-- Begin Quoted text --

# Classic antiquity is the work of treasure hunters



## BStankman (Sep 14, 2020)

Maybe you are like me and have wondered what these square holes are for a most of your life.

wailing wall Jerusalem





Baalbek





Luxor



​
Well I finally got my answer from a most unlikely source.  A guy who believes in rock cut structures.
As a warning, once you see this, you will not be able to unsee it.

​

So in the tradition of Pompeii, Herculaneum, and Ostia Antica being unearthed.
What we are seeing here is buildings being unearthed from encasing stone.
The squares are the excavation marks of treasure hunters that have quarried too far and gone into the original structure.

Suddenly the following structures make some logical sense.
These are all just normal built structures that were buried by catastrophe.
Dug out by people looking for some reward.
Pyroclastic flow, deluge, mud flood, Dust bowl, landslide. Sodam and Gammorah everywhere we look.

Petra



​
Qasr Al Bint



​
Bamiyan valley Afganistan



​
Lalibela Churches



​
And more too many to list in India and China, that look the same.
Don't take my word for it.  Google world heritage sites or rock cut caves and see for yourself with a new set of
eyes.
Your history is not just simple incompetence.  It is deliberate lies.





> Note: This OP was recovered from the Sh.org archive.





> Note: Archived Sh.org replies to this OP are included in this thread.


----------



## KD Archive (Apr 26, 2021)

> Note: This post was recovered from the Sh.org archive.Username: KorbenDallasDate: 2018-09-09 00:06:54Reaction Score: 11


I can see how it's possible to split a rock like the one he shows in the movie. But building something like _Kailasa Temple_ with chisels and wooden sticks... does not register.




I'm just missing the logic here. If you have equipment to cut the below columns, why would you use a chisel?


----------



## BStankman (Apr 26, 2021)

> Note: This post was recovered from the Sh.org archive.Username: BStankmanDate: 2018-09-09 10:30:35Reaction Score: 11


The elephant at Kailasa did not forget he wasn't carved out of solid rock.
I think he remembers being buried in a mudslide.
Notice the different colored rock  on the right.




More different colored rock here.
Convenient how it changes color right below the surface.
Someone did die at the Lycian tombs.  What kind of cataclysm caused this that could melt and deform rock?







The Spynx didn't forget either.  They messed up pretty bad digging near his ear.
And left him a funny hat.




What kind of cataclysm buried Giza?
_Single photo: 8 sided Egyptian pyramid_




And why did they get rid of the the chimney tops sticking out.




There has to be more treasure to find here.
Why don't they just dig it out already?

-- End Quoted text --
-- Begin Data extract --

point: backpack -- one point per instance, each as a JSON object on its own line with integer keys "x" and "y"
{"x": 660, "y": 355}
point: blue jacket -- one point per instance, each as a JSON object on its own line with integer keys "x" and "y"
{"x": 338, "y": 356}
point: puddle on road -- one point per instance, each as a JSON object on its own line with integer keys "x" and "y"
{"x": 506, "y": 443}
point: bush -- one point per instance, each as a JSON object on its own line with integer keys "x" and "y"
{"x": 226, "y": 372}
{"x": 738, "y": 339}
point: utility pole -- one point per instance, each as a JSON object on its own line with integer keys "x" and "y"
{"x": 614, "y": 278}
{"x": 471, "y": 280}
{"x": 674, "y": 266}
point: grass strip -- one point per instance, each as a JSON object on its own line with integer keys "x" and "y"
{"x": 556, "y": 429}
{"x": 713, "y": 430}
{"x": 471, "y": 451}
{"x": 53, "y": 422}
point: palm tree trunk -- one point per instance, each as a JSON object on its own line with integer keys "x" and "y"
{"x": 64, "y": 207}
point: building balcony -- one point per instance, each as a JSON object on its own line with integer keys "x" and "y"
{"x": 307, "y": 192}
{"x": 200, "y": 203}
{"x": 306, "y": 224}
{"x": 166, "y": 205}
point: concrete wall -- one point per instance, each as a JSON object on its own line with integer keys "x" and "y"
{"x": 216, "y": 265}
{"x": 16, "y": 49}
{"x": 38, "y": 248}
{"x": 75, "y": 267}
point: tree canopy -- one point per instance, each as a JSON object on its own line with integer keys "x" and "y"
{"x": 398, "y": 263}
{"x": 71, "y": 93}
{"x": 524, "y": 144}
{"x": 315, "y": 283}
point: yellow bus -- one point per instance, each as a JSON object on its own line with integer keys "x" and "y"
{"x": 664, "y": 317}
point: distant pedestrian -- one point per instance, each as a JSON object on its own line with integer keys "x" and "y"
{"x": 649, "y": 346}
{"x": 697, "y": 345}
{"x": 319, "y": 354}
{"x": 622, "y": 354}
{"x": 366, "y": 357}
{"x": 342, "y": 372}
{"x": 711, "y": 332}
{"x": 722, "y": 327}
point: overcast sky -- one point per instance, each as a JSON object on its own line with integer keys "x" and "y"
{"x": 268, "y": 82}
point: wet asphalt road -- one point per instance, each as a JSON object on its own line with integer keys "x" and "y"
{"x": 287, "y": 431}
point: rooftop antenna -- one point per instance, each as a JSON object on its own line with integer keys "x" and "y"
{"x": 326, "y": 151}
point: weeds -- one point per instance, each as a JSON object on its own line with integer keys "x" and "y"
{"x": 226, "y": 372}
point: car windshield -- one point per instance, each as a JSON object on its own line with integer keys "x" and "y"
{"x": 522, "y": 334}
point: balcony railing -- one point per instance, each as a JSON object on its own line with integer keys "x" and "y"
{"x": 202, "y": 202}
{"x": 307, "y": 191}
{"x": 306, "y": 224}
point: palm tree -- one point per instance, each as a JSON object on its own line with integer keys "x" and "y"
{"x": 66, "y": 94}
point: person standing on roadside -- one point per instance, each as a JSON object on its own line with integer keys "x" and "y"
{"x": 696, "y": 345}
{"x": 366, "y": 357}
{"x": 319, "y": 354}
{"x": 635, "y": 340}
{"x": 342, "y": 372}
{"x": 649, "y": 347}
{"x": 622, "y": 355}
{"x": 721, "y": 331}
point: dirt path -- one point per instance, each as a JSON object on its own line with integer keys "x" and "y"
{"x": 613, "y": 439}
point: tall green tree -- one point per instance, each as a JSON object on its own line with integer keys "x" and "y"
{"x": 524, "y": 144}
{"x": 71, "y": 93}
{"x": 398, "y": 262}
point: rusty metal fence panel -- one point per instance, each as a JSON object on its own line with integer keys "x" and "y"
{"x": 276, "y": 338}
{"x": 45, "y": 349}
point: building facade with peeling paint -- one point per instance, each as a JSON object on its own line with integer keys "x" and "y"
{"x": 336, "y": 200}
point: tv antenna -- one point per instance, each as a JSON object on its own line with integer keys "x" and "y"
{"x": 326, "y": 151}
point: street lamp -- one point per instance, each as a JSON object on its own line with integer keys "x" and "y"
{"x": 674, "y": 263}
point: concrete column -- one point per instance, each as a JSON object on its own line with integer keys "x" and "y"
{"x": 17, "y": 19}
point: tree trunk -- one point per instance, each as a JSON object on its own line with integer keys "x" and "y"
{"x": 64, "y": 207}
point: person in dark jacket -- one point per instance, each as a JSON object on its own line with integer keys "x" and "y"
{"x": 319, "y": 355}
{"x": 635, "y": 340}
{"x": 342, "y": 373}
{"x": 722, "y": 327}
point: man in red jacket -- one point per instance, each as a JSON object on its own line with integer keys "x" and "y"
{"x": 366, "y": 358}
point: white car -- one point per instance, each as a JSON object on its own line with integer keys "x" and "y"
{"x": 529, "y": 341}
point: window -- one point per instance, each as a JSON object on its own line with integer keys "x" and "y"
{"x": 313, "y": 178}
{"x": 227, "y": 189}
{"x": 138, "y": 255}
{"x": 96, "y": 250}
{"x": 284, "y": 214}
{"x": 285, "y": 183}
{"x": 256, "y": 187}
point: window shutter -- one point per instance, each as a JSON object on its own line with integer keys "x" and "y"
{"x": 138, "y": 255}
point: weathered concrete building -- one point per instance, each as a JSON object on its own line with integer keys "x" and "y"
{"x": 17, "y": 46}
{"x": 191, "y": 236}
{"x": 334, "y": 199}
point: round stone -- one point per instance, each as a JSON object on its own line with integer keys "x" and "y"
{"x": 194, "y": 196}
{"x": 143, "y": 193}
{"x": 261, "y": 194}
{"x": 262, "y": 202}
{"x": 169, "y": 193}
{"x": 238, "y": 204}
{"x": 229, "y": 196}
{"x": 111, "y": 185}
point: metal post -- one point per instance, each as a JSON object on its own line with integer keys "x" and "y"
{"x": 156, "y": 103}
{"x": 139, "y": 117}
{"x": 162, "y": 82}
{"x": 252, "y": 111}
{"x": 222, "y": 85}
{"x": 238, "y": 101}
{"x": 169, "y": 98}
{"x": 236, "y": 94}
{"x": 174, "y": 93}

-- End Data extract --

What this exercise asks
A: In the forum thread, take the part that opens with the words containing "Suddenly the following" and closes with "everywhere we look.", and change "catastrophe" to "disaster" in it.
B: Return every line of the rows that contains the string "antenna". Case counts.
The forum thread and the rows are separate, unrelated material.

Responses to the tasks
A:
Suddenly the following structures make some logical sense.
These are all just normal built structures that were buried by disaster.
Dug out by people looking for some reward.
Pyroclastic flow, deluge, mud flood, Dust bowl, landslide. Sodam and Gammorah everywhere we look.

B:
point: rooftop antenna -- one point per instance, each as a JSON object on its own line with integer keys "x" and "y"
point: tv antenna -- one point per instance, each as a JSON object on its own line with integer keys "x" and "y"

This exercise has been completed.